Word for word, give the material below again, minus any images.

----

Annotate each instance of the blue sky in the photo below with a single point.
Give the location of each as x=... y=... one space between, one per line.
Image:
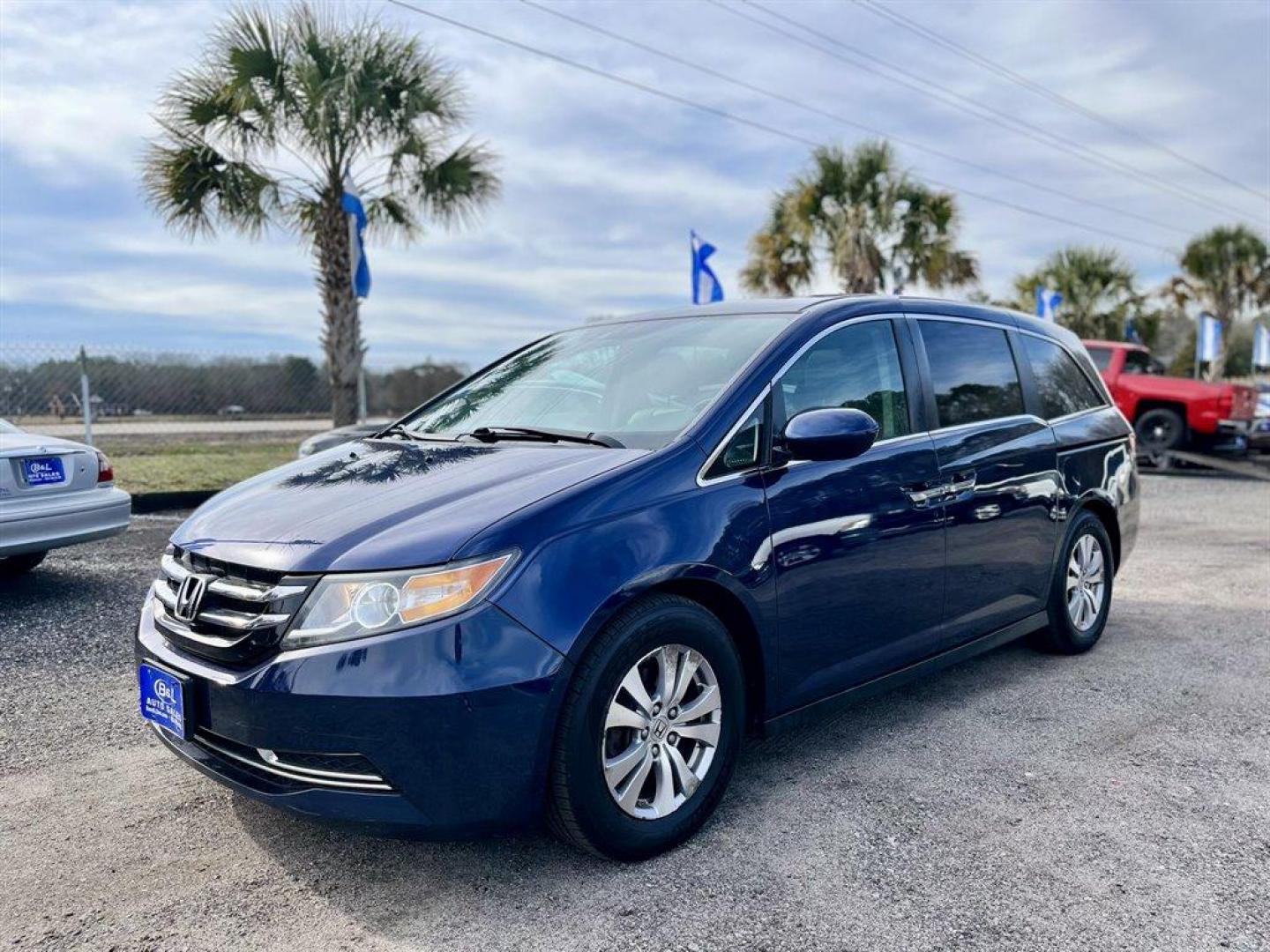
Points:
x=601 y=183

----

**CORRECT RESPONSE**
Annotate each instance of the blue sky in the photo below with a single point.
Give the location of each as x=... y=... one space between, one per line.
Image:
Points:
x=601 y=183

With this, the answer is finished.